▶ [Exercise] Reproduce every line of the listing, starting at the line that contains "Reviewer note: confirm that every instance of the bell" and continuing through the listing's end. Scale each x and y coordinate in the answers by 0.35, rounding to whole numbers with halves going up, and keep all other text the same.

▶ [Point-labeling examples]

▼

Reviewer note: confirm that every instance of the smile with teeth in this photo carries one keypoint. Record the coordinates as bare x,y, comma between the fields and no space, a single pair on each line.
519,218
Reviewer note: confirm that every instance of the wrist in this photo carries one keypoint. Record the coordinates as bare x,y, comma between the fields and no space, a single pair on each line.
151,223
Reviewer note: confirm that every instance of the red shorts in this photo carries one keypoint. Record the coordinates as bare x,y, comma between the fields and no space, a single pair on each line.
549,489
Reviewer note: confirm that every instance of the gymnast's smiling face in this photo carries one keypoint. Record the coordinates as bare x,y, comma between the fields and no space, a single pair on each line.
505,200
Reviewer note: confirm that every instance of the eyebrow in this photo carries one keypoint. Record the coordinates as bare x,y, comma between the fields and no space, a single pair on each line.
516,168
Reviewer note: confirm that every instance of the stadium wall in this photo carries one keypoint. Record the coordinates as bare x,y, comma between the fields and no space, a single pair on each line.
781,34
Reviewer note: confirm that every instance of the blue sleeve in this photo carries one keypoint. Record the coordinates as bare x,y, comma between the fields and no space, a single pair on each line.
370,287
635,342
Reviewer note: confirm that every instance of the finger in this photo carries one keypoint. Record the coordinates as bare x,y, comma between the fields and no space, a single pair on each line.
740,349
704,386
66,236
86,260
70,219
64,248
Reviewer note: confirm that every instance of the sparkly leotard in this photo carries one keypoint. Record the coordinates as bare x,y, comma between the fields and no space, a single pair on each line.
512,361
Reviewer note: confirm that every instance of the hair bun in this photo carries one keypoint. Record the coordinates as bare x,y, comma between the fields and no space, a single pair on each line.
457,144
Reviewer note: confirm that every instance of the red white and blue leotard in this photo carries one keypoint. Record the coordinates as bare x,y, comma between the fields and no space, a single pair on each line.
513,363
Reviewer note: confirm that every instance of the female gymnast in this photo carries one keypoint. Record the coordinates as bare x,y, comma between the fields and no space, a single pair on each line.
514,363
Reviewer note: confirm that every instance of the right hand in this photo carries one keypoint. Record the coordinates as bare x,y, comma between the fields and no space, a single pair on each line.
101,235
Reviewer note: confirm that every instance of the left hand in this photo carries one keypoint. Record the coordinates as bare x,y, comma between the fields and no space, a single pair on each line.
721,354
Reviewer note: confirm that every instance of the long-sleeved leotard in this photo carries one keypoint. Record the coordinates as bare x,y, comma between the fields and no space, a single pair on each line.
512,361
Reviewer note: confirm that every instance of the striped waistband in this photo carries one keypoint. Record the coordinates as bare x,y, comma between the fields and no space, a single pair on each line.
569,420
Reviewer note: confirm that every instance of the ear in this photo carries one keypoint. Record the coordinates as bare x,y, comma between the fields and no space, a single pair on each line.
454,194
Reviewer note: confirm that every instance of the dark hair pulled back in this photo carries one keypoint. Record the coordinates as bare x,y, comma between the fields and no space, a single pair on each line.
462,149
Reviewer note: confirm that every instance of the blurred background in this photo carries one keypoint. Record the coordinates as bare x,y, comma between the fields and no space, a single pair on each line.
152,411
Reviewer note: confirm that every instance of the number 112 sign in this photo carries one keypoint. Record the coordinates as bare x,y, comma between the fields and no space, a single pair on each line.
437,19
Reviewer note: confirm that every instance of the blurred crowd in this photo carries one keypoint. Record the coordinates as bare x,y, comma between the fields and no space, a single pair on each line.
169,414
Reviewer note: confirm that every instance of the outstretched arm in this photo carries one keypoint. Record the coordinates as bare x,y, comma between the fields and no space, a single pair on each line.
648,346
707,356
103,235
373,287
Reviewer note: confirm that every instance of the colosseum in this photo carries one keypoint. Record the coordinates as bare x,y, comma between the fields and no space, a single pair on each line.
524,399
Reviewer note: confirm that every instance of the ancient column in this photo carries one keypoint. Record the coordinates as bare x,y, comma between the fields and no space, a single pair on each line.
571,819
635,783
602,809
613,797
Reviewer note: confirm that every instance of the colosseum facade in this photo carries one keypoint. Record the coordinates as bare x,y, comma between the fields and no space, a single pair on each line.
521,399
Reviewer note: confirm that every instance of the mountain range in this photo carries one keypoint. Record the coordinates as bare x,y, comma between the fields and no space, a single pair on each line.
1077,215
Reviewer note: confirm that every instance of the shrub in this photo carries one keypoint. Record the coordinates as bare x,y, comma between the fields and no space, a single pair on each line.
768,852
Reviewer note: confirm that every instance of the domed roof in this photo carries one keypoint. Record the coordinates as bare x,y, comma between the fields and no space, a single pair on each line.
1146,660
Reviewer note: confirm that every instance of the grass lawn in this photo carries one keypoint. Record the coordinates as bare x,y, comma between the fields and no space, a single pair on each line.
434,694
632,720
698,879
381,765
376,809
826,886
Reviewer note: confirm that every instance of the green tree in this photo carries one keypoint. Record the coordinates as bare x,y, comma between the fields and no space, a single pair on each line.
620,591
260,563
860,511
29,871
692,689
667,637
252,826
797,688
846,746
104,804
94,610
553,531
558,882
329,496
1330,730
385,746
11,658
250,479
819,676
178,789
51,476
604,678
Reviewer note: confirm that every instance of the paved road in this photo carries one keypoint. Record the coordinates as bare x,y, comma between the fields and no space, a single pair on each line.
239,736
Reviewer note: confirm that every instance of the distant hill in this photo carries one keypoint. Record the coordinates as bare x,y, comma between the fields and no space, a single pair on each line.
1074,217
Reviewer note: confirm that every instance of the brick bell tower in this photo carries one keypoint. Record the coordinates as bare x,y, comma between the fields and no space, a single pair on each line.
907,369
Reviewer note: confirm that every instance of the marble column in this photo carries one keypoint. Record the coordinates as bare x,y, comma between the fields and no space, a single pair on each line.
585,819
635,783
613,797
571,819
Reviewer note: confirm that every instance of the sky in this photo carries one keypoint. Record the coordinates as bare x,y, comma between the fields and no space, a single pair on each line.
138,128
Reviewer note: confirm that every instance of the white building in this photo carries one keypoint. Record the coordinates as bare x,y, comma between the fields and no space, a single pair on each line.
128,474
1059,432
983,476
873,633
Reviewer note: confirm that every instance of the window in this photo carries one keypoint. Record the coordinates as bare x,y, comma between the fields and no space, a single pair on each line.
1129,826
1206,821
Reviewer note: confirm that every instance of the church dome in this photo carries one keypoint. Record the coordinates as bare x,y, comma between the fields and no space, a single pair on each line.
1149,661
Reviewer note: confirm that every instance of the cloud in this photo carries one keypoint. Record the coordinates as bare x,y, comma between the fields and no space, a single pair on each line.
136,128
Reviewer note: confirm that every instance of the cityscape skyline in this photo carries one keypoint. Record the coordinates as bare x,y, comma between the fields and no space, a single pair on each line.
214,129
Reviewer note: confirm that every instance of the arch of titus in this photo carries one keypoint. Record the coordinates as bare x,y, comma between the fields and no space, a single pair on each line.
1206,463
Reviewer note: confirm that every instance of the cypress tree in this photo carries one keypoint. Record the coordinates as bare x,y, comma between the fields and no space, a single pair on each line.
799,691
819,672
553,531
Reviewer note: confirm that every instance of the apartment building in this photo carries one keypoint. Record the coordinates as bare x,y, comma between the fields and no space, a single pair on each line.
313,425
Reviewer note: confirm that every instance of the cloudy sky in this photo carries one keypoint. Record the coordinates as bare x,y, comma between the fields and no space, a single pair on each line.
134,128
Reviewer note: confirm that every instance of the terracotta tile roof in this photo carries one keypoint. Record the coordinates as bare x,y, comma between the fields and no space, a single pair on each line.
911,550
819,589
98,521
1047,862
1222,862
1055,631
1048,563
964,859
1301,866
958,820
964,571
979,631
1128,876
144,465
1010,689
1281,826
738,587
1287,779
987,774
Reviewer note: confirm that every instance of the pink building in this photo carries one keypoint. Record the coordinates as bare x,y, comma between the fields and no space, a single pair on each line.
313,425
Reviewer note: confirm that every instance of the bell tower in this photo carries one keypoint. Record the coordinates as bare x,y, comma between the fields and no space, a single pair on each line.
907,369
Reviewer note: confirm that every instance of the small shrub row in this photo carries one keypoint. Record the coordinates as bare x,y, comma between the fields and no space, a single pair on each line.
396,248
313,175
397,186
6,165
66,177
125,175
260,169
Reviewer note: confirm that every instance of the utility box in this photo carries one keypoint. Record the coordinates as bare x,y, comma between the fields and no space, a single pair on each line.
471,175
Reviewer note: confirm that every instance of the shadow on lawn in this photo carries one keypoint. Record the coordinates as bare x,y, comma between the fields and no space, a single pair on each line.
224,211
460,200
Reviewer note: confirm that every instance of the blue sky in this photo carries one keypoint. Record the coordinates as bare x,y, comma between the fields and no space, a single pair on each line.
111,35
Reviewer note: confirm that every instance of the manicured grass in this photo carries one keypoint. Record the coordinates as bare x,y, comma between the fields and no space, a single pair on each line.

▲

▶ [Response to the task]
Reviewer note: confirm that every instance of the bell tower in this photo carries one keypoint. Record the coordinates as bare x,y, comma between the fields and no space, a single pair on each line.
317,129
Reviewer note: confirm that every instance of the small shrub row in this photo carries one keypoint. Record the coordinates as bare x,y, comma between the fields and no space, a single pair on each line.
139,87
110,61
139,65
2,58
23,62
44,61
91,59
Reviewer note: confirm that every instance of the utility box in this photo carries one keypoint. Record the coordinates as bare x,y, comma between the fields and no space, a single pair on each line.
165,61
Reviewer note: confirm that every instance of the shadow on lawn in this photo carries one keypoint. Record the coordinates as bare x,y, comma between the fields and no space, a single pair on each line.
78,74
161,70
Reviewer note: confirm that every instance of the blue sky in this photo carries one keypoint. Record the coordinates as bare x,y, comma between the fields and no space, a single pair on each line.
39,12
Reviewer note: confirm that every instance of the manicured grass in this photo carries one keypoint. Record the coordinates as bare x,y, comma between the fields and no space, a single pair on each line.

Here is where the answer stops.